## Given passage
* * * * *

B. The Board shall receive a written report of the ballots cast. The report shall include the number of votes cast for each candidate. The President shall notify the winning candidates prior to the annual meeting.

Article V. QUALIFICATIONS OF CANDIDATES
Section 1. Membership Minimum

Each candidate shall be a current member and have been a member of the chapter in the year prior to candidacy.
Section 2. Board Candidates
All candidates shall comply with the requirements set forth by the Nomination Committee and approved by the Board.

Article VI. DUTIES AND RESONSIBILITIES OF OFFICERS
Section 1. General Responsibilities

Officers and Directors shall perform those duties prescribed by these bylaws and shall perform all such other duties as usually pertain to their respective offices or as directed by the President and the Board of Directors.
Section 2. President
The President is the presiding officer of the Chapter, including, but not limited to, the Chapter Meeting and the Meeting of the Board. The President is the chief elected executive officer of the Chapter and is designated as its primary spokesperson. The President shall be directly responsible to the Board for overall administration of the Chapter. Except where otherwise specified, the President appoints committee Chairs whose appointments are then ratified at the next Board meeting.
Section 3. Immediate Past President
The immediate Past President will sit on the Board of Directors with a voice and no vote.
Section 4. Vice President
The Vice-President shall assume the responsibilities of the President in the absence of the President. In the event the office of the President becomes vacant, the Vice-President shall fill the office of the President for the remainder of the term then return to the office of Vice-President. The Vice-President shall Chair the Legislative Committee.
Section 6. Secretary
The Secretary shall be responsible for the overall general correspondence and communications and for the maintenance of all official records of the Chapter. The Secretary shall be responsible for recording the official minutes of the Chapter and Board meetings.
Section 7. Treasurer
The Treasurer shall be responsible for the maintenance of all financial affairs of the Chapter. The Treasurer will maintain a record of all financial transactions and verify that all members’ dues are paid so that members’ voting rights may be known. The Treasurer shall keep a detailed and exact account of all contributions and expenditures as required by law and shall prepare and cause to be filed all financial statements and reports to government authorities required by law or requested by the Board. The Treasurer shall Chair the Finance Committee.

* * * * *

## Provided information
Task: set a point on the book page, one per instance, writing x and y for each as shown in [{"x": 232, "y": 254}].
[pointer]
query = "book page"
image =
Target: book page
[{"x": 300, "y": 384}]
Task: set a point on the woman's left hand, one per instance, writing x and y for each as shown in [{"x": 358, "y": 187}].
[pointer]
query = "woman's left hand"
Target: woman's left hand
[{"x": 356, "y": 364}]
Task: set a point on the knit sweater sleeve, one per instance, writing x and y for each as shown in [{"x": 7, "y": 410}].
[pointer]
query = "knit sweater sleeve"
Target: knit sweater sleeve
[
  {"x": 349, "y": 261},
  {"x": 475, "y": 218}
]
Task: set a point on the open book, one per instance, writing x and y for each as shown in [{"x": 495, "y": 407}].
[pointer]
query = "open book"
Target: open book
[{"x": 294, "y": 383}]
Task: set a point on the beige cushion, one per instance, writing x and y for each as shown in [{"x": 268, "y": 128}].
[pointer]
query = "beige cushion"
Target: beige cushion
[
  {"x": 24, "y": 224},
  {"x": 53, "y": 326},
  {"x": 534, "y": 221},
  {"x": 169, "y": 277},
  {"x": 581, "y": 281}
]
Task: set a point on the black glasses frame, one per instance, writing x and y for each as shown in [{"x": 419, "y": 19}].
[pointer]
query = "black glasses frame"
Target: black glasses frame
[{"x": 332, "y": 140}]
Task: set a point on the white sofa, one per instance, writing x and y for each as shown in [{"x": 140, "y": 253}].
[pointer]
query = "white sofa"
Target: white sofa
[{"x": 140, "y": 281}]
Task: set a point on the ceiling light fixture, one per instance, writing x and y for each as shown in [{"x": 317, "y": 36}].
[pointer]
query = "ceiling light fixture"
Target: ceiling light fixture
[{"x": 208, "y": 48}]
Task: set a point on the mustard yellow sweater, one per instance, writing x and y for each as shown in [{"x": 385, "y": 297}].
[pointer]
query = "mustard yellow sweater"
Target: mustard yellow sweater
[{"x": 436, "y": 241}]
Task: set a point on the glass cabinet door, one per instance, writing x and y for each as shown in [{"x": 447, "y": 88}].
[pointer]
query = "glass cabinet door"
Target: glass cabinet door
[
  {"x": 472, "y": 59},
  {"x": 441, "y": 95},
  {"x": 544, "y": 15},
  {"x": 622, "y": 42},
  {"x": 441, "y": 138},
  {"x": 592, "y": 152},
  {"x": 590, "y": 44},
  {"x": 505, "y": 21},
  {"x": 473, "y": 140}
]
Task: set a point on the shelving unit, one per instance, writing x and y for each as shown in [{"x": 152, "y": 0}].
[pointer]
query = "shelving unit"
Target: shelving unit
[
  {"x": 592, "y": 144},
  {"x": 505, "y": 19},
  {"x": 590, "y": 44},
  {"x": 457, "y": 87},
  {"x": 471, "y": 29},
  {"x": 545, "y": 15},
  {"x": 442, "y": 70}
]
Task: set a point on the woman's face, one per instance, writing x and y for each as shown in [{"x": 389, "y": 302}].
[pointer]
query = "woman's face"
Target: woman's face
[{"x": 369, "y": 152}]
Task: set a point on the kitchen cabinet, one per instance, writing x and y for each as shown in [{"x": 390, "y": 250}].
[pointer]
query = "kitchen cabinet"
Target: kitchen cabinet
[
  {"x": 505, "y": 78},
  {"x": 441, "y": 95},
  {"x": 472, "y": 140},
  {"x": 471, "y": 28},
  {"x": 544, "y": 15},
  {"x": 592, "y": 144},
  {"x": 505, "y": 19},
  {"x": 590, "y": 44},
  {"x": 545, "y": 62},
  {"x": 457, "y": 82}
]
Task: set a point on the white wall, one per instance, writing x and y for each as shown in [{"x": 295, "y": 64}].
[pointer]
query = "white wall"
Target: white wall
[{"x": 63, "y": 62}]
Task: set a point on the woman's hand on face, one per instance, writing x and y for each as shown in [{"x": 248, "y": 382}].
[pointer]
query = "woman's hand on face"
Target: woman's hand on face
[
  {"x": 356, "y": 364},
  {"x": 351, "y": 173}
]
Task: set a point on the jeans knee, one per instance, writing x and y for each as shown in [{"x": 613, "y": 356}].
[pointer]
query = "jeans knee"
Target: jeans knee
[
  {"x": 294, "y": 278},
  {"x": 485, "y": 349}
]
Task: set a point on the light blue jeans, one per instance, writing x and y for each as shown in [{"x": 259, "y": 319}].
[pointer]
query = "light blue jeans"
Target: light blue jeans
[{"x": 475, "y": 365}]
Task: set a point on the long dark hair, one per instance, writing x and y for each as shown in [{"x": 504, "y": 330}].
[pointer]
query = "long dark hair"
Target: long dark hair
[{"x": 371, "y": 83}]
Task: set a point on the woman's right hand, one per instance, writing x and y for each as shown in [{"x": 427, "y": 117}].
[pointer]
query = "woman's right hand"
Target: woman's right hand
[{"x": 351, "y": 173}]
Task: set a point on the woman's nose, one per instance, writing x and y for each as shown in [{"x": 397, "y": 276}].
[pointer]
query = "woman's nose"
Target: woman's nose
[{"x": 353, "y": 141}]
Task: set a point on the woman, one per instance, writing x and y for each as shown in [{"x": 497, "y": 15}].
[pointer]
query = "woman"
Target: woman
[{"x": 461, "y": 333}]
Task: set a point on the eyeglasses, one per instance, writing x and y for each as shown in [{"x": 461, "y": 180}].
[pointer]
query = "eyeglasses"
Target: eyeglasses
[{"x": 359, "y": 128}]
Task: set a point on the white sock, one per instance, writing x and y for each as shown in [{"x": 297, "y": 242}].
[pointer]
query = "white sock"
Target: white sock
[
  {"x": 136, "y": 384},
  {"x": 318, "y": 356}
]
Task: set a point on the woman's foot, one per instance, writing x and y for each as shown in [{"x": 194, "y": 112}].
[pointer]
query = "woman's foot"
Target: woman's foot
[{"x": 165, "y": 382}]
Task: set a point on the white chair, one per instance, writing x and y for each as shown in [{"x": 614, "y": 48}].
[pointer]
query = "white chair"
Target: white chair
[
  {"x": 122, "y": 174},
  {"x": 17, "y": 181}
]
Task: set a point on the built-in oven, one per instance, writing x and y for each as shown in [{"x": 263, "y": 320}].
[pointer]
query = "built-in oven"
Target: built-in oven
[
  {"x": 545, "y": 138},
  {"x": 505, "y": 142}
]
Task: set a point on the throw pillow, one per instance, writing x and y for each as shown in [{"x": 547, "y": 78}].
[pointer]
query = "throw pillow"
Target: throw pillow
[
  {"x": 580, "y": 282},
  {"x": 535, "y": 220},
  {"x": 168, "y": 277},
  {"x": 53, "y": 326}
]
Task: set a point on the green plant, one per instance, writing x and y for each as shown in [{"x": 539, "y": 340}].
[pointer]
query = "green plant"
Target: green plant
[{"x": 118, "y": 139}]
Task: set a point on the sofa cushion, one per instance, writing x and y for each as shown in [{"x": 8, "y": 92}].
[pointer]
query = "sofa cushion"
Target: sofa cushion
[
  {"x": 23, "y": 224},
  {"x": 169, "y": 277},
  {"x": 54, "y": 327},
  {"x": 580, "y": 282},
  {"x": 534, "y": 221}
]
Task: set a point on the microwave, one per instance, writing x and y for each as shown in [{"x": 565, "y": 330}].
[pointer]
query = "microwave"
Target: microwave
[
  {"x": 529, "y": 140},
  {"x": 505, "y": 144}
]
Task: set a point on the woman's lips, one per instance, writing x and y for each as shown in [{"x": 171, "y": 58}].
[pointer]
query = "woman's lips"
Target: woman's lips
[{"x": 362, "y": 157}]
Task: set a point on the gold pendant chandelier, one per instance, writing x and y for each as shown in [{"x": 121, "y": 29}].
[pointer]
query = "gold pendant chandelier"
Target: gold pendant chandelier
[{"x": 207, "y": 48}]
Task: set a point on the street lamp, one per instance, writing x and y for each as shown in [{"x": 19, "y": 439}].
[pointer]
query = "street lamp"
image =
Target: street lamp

* * * * *

## Exercise set
1 – Translate this sentence from the chapter bylaws into Spanish: "The immediate Past President will sit on the Board of Directors with a voice and no vote."
2 – Duplicate the chapter bylaws word for word, starting with "Section 2. Board" and going on through "Board of Directors.".
3 – Carry on the chapter bylaws from the last sentence shown.

## Outputs in order
1 – El presidente inmediatamente anterior formará parte de la Junta Directiva con voz y sin voto.

2 –
Section 2. Board Candidates
All candidates shall comply with the requirements set forth by the Nomination Committee and approved by the Board.

Article VI. DUTIES AND RESONSIBILITIES OF OFFICERS
Section 1. General Responsibilities

Officers and Directors shall perform those duties prescribed by these bylaws and shall perform all such other duties as usually pertain to their respective offices or as directed by the President and the Board of Directors.

3 –
Section 8. Membership Secretary
The Membership Secretary shall be responsible for the maintenance of the membership records and for the preparation of renewal notices, membership confirmations and correspondence. The Membership Secretary shall Chair the Membership Committee.

ARTICLE VII. COMMITTEES
Section 1. Composition

The composition, duties, and terms of the Special and/or Standing Committees shall be determined by the Board except as otherwise defined in these Bylaws. Committee members shall be appointed for a term of one (1) year, and shall be made on a year by year basis. In the event a Chairperson or a committee is unable to fulfill the responsibility of the position, the President will select an alternative Chairperson, who is not required to be a member of the Board. The President shall be an ex-officio member of all committees except the Nominations Committee.
Section 2. Executive Committee
The Executive Committee of the Board shall consist of the elected officers of the Chapter and shall be empowered to act for the Board when the Board is not in session. All actions of the Executive Committee shall be approved by the Board at its next scheduled meeting.
Section 3. Nominations Committee
The Nominations Committee shall be appointed yearly. It shall be the duty of this committee to prepare a slate of candidates.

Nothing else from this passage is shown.